Brief
The records below must be copied in full, exactly as they read.

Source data
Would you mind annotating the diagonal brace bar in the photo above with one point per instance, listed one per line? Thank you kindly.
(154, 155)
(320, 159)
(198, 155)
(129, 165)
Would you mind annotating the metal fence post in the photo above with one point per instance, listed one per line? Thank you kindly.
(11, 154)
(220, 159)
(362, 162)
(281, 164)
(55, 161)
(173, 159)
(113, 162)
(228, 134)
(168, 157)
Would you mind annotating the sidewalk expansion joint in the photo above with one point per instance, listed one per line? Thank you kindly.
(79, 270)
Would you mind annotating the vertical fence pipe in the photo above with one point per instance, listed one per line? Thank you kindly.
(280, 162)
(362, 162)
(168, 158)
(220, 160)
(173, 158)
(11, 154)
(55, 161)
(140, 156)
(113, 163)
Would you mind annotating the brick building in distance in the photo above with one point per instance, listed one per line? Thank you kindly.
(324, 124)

Exercise answer
Would you mind annotating the diagonal brace bar in the photo above with one point per instance, listed one per line? Thank you kindly.
(154, 155)
(320, 159)
(198, 155)
(129, 165)
Would you mind annotating the metal fence post in the photo above with one point per instance, listed one per line? Thank you kindly.
(11, 154)
(220, 159)
(362, 162)
(281, 164)
(55, 161)
(173, 159)
(113, 162)
(228, 134)
(168, 157)
Would you mind annotating the sidewalk expansion joint in the photo above with one point per instance, listed one per line? Thank you kindly.
(79, 270)
Would you mind annotating the vertical fence pipe in the photo above with one point per instance, listed one per line? Thank you kindly.
(280, 162)
(362, 162)
(168, 158)
(220, 160)
(173, 158)
(11, 154)
(55, 161)
(140, 156)
(113, 163)
Would you mind annotating the brick building in distance in the photo above with one point per instance, listed one per line? Thank you kindly.
(324, 124)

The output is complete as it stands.